* [Excerpted text]
Orrie King, “Girls on Train,” Courtesy of Tillie’s.

I recently had the chance to see the David Smith retrospective at the Guggenheim and left feeling slightly dissatisfied. After my exit I spent a few hours trying to wrap my mind around the reasons why. I’ve always liked David Smith, and I've seen a good portion of the exhibition in other venues. I wondered what I was expecting, if this show wasn’t it. It seems my expectations for a quieter and more searching side of David Smith alone had created a standard that that the museum couldn’t recreate.

The same week, on a lark, I stopped in to see a show at Tillie’s, a popular gathering spot and art space in Fort Greene, Brooklyn, and was immediately reacquainted with the benefit of seeing art with a clean slate.

In the rear of the busy space, a series of ten documentary photographs by recent Pratt Institute graduate Orrie King hangs in quiet contrast to the energy of the café. Her small, colorful photographs depict scenes of daily life in India, carefully blurring the line between journalistic detachment and voyeuristic portraiture.

“Girls on Train” captures the gaze of a mother and two daughters riding in the boxcar of a train. Interestingly, the photograph is taken from inside the train, looking out beyond the sitters, past an open door, and into the landscape. Two of the figures’ eyes are fixed on the camera and a third looks away. The portrait comes across neither as sentimental or objective, but raises these possibilities before settling something in between.

Similarly, “On the Bus, Lanavla,” smacks for a moment of something out of National Geographic until the disarming stare of the young girl on the bus is met and the preoccupied greeters in the foreground are recognized.

From image to image, King keeps us guessing about the personal distance between the subject and the lens of her camera. At their most successful, the exoticized, anthropological tone that initially characterizes her photographs dissipates before a humanized individuality takes over.

Although the two bodies of work are meant to comprise parts of a single show, their physical separation within the space forces separate viewing experiences.

* [Parts of the exercise]
1. Answer each question from the review of the art shows.
(a) At which museum did the writer see the David Smith retrospective?
(b) How many photographs by Orrie King hang at Tillie's?
(c) What do King's photographs depict?
2. Decide whether each statement agrees with the review of the art shows. Answer yes or no, and quote the words from the review that settle it.
(a) Tillie's is located in Fort Greene, Brooklyn.
(b) In "Girls on Train," all three figures look at the camera.
(c) Orrie King recently graduated from Pratt Institute.

* [Dataset content]
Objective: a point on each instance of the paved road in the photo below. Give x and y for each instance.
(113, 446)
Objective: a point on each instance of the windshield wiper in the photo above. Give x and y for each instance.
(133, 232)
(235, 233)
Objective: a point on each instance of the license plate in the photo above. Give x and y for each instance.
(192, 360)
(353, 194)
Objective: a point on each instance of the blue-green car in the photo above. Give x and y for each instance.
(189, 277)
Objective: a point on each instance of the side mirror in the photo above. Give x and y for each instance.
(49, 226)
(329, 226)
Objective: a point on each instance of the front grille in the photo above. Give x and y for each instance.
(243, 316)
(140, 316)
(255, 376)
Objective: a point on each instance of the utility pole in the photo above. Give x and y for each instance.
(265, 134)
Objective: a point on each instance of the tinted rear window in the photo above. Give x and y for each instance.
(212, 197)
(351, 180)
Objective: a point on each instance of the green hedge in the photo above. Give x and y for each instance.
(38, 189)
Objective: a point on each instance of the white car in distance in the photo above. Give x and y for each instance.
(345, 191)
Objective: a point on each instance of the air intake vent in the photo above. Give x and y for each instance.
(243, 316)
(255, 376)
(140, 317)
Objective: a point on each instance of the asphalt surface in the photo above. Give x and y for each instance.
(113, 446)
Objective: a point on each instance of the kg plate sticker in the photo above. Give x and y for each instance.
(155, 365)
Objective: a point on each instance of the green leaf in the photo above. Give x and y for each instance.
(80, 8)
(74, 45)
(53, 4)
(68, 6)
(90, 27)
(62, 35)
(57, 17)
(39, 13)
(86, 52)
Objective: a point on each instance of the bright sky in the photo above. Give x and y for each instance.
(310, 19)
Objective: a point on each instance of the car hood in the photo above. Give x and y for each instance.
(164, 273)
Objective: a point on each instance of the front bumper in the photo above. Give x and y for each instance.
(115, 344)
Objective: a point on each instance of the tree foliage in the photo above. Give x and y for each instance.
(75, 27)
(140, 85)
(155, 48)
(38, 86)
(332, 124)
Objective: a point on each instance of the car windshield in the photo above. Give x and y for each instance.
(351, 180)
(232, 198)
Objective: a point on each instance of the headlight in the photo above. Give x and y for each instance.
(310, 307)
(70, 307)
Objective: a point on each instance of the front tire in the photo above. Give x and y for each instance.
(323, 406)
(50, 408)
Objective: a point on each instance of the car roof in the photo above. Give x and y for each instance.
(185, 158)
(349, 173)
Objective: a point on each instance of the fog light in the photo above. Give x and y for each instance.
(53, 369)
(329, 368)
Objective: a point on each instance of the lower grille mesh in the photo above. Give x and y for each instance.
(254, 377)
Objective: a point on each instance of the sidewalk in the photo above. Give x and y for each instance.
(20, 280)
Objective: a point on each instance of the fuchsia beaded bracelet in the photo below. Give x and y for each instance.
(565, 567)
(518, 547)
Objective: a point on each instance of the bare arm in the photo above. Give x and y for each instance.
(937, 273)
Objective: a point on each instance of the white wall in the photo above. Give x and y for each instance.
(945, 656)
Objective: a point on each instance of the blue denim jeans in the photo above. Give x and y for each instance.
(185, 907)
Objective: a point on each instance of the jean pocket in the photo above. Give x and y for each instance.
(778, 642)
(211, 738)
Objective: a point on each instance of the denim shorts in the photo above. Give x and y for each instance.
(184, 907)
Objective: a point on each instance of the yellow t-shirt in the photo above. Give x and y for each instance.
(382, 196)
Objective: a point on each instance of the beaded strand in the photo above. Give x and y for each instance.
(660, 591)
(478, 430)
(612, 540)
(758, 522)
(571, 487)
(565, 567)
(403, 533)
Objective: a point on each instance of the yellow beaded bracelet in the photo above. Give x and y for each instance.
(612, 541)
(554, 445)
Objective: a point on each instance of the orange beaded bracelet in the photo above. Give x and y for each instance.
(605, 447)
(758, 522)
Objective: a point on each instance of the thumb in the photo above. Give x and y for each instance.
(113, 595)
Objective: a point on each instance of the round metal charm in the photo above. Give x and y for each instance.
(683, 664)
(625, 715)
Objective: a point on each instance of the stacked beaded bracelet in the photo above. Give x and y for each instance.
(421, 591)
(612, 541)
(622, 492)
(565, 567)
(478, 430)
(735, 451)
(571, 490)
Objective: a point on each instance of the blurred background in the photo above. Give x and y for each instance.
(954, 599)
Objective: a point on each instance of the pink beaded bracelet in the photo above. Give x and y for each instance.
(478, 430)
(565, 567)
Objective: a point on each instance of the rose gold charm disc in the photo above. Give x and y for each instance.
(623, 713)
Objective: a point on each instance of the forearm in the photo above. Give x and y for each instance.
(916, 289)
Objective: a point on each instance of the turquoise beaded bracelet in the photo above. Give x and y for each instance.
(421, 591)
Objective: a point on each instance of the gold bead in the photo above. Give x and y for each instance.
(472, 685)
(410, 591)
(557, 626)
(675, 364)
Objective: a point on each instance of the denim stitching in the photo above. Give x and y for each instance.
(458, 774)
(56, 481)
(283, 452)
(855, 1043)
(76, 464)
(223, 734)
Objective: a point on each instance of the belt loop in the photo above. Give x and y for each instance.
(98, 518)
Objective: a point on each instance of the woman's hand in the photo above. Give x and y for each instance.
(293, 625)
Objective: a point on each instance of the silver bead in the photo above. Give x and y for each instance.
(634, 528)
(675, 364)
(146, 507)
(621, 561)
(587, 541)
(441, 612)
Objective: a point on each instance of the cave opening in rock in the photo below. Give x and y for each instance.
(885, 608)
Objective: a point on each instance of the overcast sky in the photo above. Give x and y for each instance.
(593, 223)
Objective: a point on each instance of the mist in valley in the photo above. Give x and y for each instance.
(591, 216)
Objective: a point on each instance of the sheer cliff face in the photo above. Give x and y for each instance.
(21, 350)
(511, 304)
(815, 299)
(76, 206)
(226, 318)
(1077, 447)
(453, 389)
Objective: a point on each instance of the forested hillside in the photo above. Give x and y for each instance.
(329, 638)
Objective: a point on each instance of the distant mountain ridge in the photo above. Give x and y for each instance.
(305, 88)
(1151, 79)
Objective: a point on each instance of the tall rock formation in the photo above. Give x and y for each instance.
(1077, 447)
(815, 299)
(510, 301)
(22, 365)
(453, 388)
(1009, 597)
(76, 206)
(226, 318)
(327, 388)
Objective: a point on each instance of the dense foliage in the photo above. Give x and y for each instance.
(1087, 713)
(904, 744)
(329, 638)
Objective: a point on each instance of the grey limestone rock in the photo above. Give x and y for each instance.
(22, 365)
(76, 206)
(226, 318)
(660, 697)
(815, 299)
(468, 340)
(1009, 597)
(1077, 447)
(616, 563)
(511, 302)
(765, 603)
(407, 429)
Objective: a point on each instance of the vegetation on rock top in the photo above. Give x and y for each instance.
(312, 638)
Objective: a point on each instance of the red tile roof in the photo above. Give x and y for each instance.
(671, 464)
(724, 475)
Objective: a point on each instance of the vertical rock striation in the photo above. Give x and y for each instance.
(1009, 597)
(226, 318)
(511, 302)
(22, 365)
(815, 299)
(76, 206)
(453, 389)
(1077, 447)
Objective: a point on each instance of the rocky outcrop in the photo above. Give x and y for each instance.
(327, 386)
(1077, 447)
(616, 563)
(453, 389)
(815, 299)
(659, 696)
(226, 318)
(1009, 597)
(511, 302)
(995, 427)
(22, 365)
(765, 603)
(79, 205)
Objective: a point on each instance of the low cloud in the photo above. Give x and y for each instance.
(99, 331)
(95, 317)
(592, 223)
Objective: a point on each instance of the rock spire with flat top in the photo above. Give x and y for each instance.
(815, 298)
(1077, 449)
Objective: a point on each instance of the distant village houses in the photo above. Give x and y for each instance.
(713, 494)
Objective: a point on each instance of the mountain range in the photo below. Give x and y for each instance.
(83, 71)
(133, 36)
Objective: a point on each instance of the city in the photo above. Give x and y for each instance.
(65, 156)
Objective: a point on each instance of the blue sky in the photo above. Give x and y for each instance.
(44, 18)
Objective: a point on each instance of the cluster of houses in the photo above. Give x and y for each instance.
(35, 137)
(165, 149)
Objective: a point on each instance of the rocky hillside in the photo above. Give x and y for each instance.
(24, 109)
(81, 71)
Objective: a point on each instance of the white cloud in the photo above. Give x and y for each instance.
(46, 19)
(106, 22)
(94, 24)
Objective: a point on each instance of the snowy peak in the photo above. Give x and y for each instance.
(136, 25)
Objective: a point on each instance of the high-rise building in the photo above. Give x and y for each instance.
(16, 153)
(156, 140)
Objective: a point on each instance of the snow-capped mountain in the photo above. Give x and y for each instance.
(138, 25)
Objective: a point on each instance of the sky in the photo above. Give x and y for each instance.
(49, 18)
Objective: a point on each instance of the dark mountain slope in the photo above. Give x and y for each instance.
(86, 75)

* [Final results]
1.
(a) The Guggenheim.
(b) Ten.
(c) Scenes of daily life in India.

2.
(a) Yes: "a popular gathering spot and art space in Fort Greene, Brooklyn"
(b) No: "Two of the figures’ eyes are fixed on the camera and a third looks away."
(c) Yes: "recent Pratt Institute graduate Orrie King"